JAKARTA, KOMPAS – Umat Islam diharapkan mampu menahan diri dan tidak tersulut provokasi terkait insiden pembakaran bendera hitam bertuliskan lafal tauhid pada perayaan Hari Santri di Garut, Jawa Barat, Senin (22/10/2018). Menteri Koordinator Politik Hukum dan Keamanan Wiranto menegaskan, bendera yang dibakar oknum Barisan Ansor Serbaguna (Banser) Nahdlatul Ulama merupakan milik organisasi terlarang, Hizbut Tahrir Indonesia atau HTI.
Usai melakukan rapat koordinasi terbatas yang dihadiri Kepala Polri Jenderal (Pol) Tito Karnavian, Jaksa Agung HM Prasetyo, serta perwakilan kementerian, lembaga, dan organisasi keagamaan terkait, Selasa (23/10/2018), di kantor Kementerian Menkopolhukam, Jakarta, Wiranto menekankan, pembakaran dilakukan sejumlah oknum Banser NU karena penggunaan kalimat tauhid dalam bendera HTI.
Tidak hanya di Garut, tambah Wiranto, pada acara Hari Santri di sejumlah wilayah lain juga ditemukan kehadiran bendera HTI dalam acara itu, tetapi mampu terlebih dahulu diamankan dengan tertib. Atas dasar itu, ia meminta semua pihak untuk tetap tenang dan tidak terpengaruh berbagai informasi provokatif.

BAHAN YANG DIBERIKAN:
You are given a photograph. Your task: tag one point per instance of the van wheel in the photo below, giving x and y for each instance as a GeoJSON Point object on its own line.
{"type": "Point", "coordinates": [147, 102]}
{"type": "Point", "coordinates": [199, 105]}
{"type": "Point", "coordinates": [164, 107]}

TUGAS:
Jawab tiga pertanyaan ini berdasarkan teks sumber, dengan nomor yang sama pada jawaban.
1. Di kota mana bendera itu dibakar pada perayaan Hari Santri?
2. Pada hari dan tanggal berapa rapat koordinasi terbatas di kantor Kementerian Menkopolhukam diadakan?
3. Menurut Wiranto, apa yang dilakukan terhadap bendera HTI yang ditemukan pada acara Hari Santri di wilayah lain?

JAWABAN LATIHAN:
1. Garut, Jawa Barat.
2. Selasa, 23 Oktober 2018.
3. Bendera itu lebih dulu diamankan dengan tertib.